:: PAGE TEXT ::

Researchers at North Carolina State University are making use of an “avatar”-like bio-robotic motor system to better understand the physiology of the human body during locomotion.
According to a university press release, the system makes use of a real muscle and tendon as well as a computer-controlled nerve stimulator that functions as the avatar’s spinal cord. The goal of the research is to create robotic devices that combine human and machine functions in an effort to improve locomotion. The research is described by Gregory S. Sawicki, PhD, associate professor in the North Carolina State (NC State) and University of North Carolina-Chapel Hill Joint Department of Biomedical Engineering, and Benjamin D. Robertson, a postdoctoral researcher at Temple University, in Proceedings of the National Academy of Sciences.
Source: Hall M, NC State University
Sawicki and Robertson found they were able to predict neural control strategies resulting in spring-like behavior when the mass, stiffness and leverage of the ankle’s primary muscle-tendon unit were known.
“We tried to build locomotion from the bottom up by starting with a single muscle-tendon unit, the basic power source for locomotion in all things that move,” Sawicki stated in the release. “We connected that muscle-tendon unit to a motor inside a custom robotic interface designed to simulate what the muscle-tendon unit ‘feels’ inside the leg, and then electrically stimulated the muscle to get contractions going on the benchtop.”
The researchers found that the leg’s “springy” behavior during locomotion is likely caused by resonance tuning, a mechanism Sawicki noted works similarly to a slinky toy.
“When you get it oscillating well, you hardly have to move your hand — it’s the timing of the interaction forces that matters,” he stated, adding, “In locomotion, resonance comes from tuning the interaction between the nervous system and the leg so they work together. It turns out that if I know the mass, leverage and stiffness of a muscle-tendon unit, I can tell you exactly how often I should stimulate it to get resonance in the form of spring-like, elastic behavior.”
The findings could lead to improved exoskeleton designs and prosthetic systems, according to the release.
“In the end, we found that the same simple underlying principles that govern resonance in simple mechanical systems also apply to these extraordinarily complicated physiological systems,” Robertson stated.
Reference: Sawicki G, et al. P Natl Acad Sci USA. 2015;doi: 10.1073/pnas.1500702112.
Disclosures: The researchers report funding from NC State University and Grant No. 2011152 from the U.S.-Israel Binational Science Foundation.

:::

(INSTRUCTIONS FOR THE TASK)
For each statement, say whether the article on the bio-robotic motor system supports it, answering yes or no and quoting the deciding words. (a) The system's nerve stimulator serves as the avatar's spinal cord. (b) Benjamin D. Robertson is an associate professor at North Carolina State University. (c) The research received funding from the U.S.-Israel Binational Science Foundation. Rely solely on the article for answers.

:: RECORDS SUPPLIED ::

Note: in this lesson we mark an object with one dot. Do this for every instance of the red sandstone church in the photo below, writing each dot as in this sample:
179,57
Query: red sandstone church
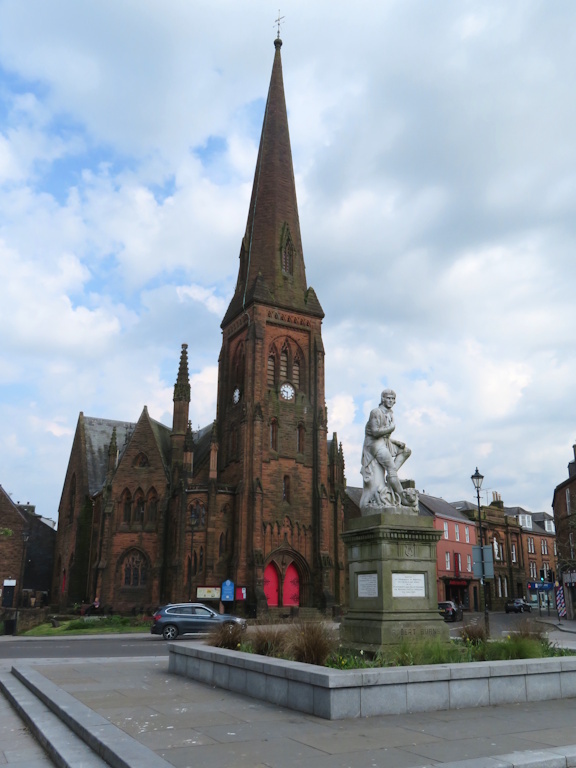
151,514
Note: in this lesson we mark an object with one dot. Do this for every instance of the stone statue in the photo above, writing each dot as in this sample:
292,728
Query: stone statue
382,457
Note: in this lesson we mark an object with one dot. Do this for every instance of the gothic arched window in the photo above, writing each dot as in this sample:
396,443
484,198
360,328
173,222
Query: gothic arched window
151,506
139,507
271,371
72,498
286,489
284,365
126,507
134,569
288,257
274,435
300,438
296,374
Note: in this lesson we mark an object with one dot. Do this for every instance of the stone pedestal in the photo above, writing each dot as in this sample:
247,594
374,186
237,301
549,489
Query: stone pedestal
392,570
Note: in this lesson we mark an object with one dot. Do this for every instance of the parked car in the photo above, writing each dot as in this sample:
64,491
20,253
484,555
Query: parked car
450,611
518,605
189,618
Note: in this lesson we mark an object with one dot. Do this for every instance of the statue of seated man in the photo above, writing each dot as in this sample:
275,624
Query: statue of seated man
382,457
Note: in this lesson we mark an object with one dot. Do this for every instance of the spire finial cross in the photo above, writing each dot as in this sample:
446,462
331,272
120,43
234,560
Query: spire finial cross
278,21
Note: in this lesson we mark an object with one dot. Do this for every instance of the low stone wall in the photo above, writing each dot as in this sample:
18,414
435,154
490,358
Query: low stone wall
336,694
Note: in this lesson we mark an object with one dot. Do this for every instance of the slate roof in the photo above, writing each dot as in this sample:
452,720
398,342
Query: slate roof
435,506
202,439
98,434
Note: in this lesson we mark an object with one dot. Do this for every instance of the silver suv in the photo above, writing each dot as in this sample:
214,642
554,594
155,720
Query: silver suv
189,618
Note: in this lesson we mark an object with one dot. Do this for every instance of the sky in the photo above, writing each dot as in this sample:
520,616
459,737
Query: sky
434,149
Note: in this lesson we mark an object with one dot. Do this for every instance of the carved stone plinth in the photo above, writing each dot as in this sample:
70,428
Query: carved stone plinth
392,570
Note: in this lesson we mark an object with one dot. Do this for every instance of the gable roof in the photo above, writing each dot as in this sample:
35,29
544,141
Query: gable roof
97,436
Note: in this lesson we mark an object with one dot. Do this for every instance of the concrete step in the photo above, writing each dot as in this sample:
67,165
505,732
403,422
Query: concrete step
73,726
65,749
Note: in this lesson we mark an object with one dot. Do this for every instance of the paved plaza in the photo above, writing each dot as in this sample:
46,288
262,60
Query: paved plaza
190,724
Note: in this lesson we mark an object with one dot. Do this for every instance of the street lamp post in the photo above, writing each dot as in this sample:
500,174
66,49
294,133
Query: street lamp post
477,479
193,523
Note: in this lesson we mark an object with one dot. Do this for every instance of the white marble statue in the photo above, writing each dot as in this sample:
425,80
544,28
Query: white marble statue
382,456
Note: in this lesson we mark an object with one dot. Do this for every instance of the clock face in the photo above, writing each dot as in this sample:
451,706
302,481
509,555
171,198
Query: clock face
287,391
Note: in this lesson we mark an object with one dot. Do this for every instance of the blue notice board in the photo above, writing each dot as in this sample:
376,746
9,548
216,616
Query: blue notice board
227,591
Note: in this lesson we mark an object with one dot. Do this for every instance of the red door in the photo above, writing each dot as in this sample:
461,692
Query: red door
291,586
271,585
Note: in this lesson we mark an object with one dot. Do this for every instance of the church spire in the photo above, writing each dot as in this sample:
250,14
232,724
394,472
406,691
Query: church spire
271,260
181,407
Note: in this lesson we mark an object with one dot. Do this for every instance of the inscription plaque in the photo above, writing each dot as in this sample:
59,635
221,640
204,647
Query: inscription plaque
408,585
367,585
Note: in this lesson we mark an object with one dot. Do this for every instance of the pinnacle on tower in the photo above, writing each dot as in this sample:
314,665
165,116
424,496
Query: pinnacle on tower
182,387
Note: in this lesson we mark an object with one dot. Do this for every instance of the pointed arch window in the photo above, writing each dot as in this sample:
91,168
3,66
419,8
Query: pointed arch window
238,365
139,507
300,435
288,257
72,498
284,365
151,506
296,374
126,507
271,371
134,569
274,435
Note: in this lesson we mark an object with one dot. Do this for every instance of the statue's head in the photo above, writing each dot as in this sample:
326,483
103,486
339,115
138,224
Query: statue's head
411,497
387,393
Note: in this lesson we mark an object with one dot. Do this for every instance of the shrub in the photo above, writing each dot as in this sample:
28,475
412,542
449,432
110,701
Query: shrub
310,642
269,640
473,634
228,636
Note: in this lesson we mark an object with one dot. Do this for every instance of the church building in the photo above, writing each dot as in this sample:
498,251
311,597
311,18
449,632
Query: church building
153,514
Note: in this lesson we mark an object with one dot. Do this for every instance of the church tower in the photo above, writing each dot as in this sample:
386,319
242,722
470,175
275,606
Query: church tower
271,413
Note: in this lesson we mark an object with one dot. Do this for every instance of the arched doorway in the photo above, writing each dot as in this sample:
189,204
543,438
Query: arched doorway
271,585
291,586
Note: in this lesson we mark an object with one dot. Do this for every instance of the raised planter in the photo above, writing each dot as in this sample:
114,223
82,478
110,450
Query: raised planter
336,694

:::
:: RECORDS SUPPLIED ::

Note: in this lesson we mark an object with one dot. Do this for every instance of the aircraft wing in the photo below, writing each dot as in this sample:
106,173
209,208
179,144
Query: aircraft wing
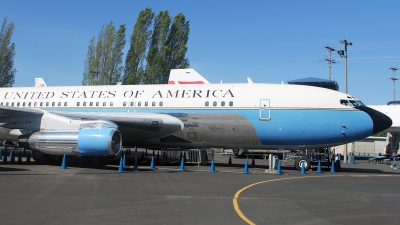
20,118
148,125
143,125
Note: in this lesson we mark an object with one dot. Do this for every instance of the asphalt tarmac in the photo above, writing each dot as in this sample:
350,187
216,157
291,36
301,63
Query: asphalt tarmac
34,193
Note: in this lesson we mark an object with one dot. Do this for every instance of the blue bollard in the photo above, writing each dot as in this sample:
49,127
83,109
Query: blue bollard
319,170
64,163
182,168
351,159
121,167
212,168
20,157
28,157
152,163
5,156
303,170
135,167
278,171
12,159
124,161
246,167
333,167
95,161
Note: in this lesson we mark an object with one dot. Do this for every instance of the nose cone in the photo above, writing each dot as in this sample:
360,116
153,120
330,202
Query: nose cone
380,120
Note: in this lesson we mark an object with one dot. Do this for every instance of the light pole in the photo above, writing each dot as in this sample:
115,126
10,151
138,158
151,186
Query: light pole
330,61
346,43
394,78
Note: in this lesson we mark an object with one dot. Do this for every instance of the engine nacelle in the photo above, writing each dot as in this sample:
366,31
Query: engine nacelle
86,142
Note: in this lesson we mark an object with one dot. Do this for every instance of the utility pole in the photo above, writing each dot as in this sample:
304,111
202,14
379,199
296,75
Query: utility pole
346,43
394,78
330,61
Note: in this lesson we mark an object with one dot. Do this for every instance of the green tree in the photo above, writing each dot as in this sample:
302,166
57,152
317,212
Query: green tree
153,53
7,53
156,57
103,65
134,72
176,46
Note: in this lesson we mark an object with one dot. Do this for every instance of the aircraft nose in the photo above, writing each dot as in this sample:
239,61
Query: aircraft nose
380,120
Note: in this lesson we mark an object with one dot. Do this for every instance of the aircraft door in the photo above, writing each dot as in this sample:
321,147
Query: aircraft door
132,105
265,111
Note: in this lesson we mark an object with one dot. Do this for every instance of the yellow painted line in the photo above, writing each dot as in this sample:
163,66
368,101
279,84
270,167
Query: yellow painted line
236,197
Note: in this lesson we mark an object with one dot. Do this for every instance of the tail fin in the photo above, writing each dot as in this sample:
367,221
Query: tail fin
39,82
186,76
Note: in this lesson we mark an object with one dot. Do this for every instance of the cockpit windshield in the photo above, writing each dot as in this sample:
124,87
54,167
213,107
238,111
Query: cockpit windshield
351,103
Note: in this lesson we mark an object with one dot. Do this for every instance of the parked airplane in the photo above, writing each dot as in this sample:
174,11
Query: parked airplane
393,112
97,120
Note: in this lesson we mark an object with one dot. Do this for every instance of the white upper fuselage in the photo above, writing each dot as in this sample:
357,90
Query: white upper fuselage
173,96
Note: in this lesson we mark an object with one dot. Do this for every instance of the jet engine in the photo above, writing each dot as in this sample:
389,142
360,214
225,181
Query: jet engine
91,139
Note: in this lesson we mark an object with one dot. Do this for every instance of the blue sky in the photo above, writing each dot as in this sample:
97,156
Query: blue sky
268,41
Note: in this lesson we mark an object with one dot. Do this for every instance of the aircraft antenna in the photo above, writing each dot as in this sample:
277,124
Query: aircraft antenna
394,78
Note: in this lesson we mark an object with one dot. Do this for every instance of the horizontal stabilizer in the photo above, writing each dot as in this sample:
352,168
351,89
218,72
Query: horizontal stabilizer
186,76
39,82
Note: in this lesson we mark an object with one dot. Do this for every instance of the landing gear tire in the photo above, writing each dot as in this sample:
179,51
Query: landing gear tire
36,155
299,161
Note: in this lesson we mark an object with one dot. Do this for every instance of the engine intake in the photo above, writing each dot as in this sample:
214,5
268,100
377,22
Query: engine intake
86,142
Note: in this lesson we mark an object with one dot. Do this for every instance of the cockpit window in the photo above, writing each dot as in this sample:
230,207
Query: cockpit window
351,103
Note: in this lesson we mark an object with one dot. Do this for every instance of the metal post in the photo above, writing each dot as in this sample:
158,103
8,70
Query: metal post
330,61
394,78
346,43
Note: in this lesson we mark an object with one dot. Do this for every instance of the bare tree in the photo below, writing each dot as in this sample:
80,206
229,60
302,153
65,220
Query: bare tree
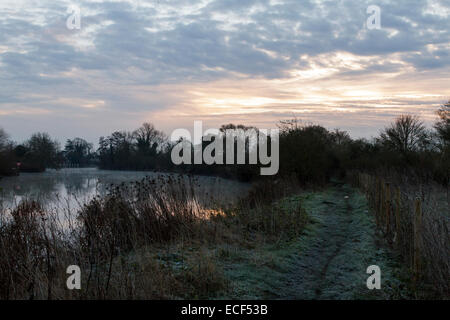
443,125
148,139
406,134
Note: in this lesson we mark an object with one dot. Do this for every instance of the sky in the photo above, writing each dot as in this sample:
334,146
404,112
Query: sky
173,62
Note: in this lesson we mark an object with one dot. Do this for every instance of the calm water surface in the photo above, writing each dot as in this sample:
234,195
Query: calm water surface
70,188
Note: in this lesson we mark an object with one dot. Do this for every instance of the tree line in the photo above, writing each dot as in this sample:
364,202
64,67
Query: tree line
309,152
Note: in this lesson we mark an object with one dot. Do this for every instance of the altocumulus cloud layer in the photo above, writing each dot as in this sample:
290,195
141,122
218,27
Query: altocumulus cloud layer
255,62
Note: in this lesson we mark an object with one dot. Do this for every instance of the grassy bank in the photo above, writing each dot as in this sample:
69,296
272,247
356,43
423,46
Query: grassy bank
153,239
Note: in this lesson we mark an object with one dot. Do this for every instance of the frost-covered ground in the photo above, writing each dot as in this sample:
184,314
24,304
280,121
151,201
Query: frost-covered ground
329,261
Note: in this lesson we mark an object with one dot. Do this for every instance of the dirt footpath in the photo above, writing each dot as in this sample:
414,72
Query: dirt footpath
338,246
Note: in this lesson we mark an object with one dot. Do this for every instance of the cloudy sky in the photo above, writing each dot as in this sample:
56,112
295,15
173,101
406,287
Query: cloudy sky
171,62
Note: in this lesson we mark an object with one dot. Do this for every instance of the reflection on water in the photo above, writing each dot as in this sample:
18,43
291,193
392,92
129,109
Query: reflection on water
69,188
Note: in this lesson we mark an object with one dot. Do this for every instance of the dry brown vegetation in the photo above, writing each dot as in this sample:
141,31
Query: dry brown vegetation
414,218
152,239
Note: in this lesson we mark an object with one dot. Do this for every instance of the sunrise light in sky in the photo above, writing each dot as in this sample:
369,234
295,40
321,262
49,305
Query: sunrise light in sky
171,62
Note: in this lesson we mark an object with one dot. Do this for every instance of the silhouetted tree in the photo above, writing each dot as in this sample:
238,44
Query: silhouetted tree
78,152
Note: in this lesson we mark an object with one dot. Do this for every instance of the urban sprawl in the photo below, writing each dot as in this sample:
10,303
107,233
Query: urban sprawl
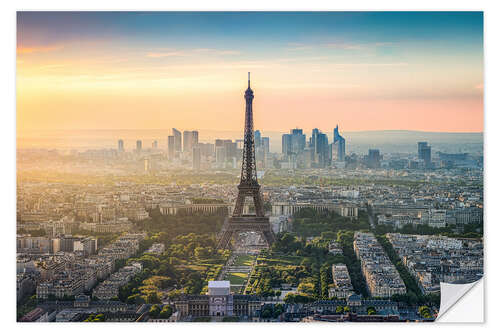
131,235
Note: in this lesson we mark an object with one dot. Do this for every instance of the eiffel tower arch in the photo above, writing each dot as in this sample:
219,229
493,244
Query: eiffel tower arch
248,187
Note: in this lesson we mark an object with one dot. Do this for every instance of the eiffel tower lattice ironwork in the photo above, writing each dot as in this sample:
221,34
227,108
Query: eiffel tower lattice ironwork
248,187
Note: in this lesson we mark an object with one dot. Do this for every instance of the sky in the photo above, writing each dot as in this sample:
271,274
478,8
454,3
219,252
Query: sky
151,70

:::

(RESULT OF THIS EXERCISE)
(a) Yes: "a computer-controlled nerve stimulator that functions as the avatar’s spinal cord"
(b) No: "Benjamin D. Robertson, a postdoctoral researcher at Temple University"
(c) Yes: "Grant No. 2011152 from the U.S.-Israel Binational Science Foundation"